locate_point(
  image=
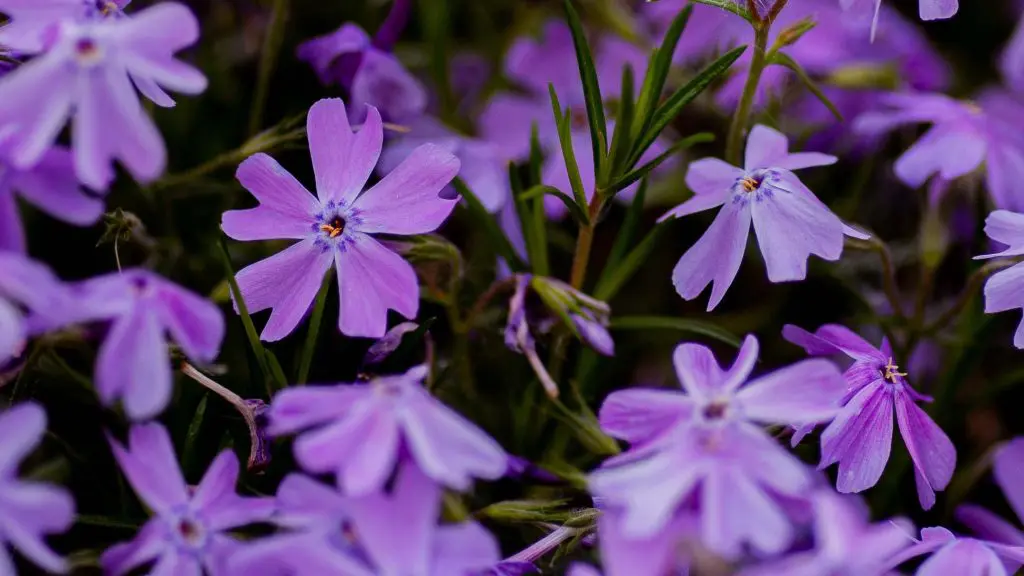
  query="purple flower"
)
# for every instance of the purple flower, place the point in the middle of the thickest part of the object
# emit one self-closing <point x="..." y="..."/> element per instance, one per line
<point x="52" y="187"/>
<point x="360" y="432"/>
<point x="714" y="460"/>
<point x="1003" y="289"/>
<point x="846" y="544"/>
<point x="952" y="556"/>
<point x="142" y="310"/>
<point x="790" y="221"/>
<point x="336" y="229"/>
<point x="84" y="76"/>
<point x="366" y="68"/>
<point x="964" y="135"/>
<point x="378" y="533"/>
<point x="860" y="437"/>
<point x="188" y="532"/>
<point x="29" y="510"/>
<point x="537" y="303"/>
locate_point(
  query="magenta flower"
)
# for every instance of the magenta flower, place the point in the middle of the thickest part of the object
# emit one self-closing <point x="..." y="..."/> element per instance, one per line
<point x="1003" y="290"/>
<point x="790" y="221"/>
<point x="376" y="534"/>
<point x="188" y="531"/>
<point x="29" y="510"/>
<point x="360" y="432"/>
<point x="846" y="544"/>
<point x="964" y="136"/>
<point x="860" y="437"/>
<point x="337" y="229"/>
<point x="52" y="187"/>
<point x="142" y="310"/>
<point x="715" y="461"/>
<point x="84" y="77"/>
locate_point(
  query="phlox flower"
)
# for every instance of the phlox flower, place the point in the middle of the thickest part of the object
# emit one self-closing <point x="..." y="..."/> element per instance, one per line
<point x="51" y="186"/>
<point x="29" y="510"/>
<point x="187" y="534"/>
<point x="87" y="76"/>
<point x="714" y="462"/>
<point x="143" y="310"/>
<point x="380" y="533"/>
<point x="790" y="221"/>
<point x="964" y="136"/>
<point x="335" y="229"/>
<point x="361" y="432"/>
<point x="860" y="437"/>
<point x="1003" y="289"/>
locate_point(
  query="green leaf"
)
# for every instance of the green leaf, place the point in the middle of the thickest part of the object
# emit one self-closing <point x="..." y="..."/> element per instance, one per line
<point x="591" y="88"/>
<point x="680" y="324"/>
<point x="729" y="6"/>
<point x="674" y="105"/>
<point x="657" y="73"/>
<point x="784" y="59"/>
<point x="564" y="125"/>
<point x="500" y="243"/>
<point x="544" y="190"/>
<point x="615" y="279"/>
<point x="628" y="179"/>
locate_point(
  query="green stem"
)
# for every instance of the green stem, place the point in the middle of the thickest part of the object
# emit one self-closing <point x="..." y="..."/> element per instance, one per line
<point x="733" y="146"/>
<point x="268" y="59"/>
<point x="314" y="323"/>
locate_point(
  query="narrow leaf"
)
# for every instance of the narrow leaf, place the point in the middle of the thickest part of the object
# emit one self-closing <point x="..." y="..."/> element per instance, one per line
<point x="680" y="324"/>
<point x="591" y="88"/>
<point x="674" y="105"/>
<point x="784" y="59"/>
<point x="498" y="239"/>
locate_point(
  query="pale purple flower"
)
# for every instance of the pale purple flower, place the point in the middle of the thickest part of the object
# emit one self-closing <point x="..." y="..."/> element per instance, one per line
<point x="860" y="437"/>
<point x="29" y="510"/>
<point x="964" y="136"/>
<point x="188" y="532"/>
<point x="538" y="304"/>
<point x="51" y="186"/>
<point x="87" y="76"/>
<point x="336" y="228"/>
<point x="1003" y="290"/>
<point x="952" y="556"/>
<point x="483" y="168"/>
<point x="143" y="310"/>
<point x="714" y="461"/>
<point x="845" y="542"/>
<point x="375" y="534"/>
<point x="361" y="432"/>
<point x="790" y="221"/>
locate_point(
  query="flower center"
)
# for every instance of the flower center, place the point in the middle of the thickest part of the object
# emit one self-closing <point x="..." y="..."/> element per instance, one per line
<point x="891" y="372"/>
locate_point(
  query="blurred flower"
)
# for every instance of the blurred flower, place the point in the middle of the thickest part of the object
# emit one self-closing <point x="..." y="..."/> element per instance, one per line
<point x="29" y="510"/>
<point x="716" y="462"/>
<point x="846" y="544"/>
<point x="964" y="135"/>
<point x="52" y="187"/>
<point x="84" y="77"/>
<point x="337" y="229"/>
<point x="188" y="533"/>
<point x="141" y="307"/>
<point x="790" y="221"/>
<point x="377" y="533"/>
<point x="860" y="437"/>
<point x="1003" y="290"/>
<point x="360" y="432"/>
<point x="536" y="305"/>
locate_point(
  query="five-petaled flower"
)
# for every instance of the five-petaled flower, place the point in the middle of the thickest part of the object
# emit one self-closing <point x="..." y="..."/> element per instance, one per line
<point x="336" y="229"/>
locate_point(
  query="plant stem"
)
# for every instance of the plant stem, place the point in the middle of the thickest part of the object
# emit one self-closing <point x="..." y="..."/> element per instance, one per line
<point x="268" y="59"/>
<point x="733" y="146"/>
<point x="314" y="323"/>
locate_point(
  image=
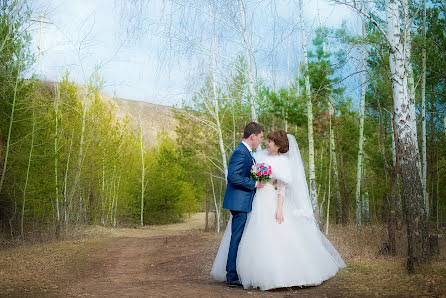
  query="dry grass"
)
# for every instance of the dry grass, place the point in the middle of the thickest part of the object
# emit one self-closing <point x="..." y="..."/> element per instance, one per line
<point x="38" y="269"/>
<point x="368" y="273"/>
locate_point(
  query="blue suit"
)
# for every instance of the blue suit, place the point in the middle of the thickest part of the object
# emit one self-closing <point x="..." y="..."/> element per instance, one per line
<point x="238" y="199"/>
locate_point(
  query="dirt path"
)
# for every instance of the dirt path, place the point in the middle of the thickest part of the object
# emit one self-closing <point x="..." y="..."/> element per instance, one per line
<point x="175" y="261"/>
<point x="176" y="264"/>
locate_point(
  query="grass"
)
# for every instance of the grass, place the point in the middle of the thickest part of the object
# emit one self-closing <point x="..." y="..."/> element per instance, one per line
<point x="370" y="274"/>
<point x="37" y="269"/>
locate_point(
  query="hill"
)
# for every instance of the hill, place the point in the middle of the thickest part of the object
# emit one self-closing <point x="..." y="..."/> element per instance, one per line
<point x="154" y="117"/>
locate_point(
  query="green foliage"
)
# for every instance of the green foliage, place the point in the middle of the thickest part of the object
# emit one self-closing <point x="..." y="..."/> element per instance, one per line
<point x="169" y="195"/>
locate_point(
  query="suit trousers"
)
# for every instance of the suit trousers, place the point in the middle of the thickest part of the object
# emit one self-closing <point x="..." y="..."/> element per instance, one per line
<point x="238" y="225"/>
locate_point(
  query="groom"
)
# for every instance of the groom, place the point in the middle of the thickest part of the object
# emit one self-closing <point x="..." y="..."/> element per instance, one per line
<point x="240" y="192"/>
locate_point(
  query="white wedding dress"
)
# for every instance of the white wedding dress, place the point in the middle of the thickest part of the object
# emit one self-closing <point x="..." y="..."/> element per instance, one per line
<point x="272" y="255"/>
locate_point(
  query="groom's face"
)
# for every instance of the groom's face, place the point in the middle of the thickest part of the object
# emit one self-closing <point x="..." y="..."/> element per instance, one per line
<point x="257" y="139"/>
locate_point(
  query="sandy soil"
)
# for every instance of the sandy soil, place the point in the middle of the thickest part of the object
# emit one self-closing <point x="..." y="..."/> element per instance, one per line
<point x="175" y="261"/>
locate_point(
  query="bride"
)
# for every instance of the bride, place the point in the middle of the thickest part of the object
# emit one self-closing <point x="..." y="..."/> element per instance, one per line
<point x="281" y="244"/>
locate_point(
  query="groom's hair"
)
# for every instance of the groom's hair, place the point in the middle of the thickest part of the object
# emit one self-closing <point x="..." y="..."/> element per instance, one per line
<point x="252" y="128"/>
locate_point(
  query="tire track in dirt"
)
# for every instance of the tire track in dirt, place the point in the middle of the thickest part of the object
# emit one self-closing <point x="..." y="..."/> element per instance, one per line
<point x="174" y="265"/>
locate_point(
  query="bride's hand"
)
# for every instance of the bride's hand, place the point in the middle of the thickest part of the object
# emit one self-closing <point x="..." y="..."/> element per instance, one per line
<point x="278" y="216"/>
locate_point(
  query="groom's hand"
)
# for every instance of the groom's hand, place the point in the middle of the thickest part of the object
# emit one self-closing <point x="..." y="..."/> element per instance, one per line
<point x="260" y="184"/>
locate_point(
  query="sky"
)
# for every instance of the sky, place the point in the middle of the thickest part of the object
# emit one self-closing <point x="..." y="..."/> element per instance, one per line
<point x="87" y="34"/>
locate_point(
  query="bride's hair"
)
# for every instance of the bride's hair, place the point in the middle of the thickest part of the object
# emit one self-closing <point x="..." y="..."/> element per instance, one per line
<point x="280" y="138"/>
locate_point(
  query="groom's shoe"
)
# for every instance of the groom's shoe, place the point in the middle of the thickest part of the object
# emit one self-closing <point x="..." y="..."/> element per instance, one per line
<point x="234" y="283"/>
========
### WORK INSTRUCTIONS
Pick out every line in the listing above that contains the word "magenta", where uppercase and lowercase letters must match, and copy each of those lines.

### TASK RESPONSE
  query="magenta flower"
# for every instance of the magenta flower, place the point in the middle of the thickest part of the object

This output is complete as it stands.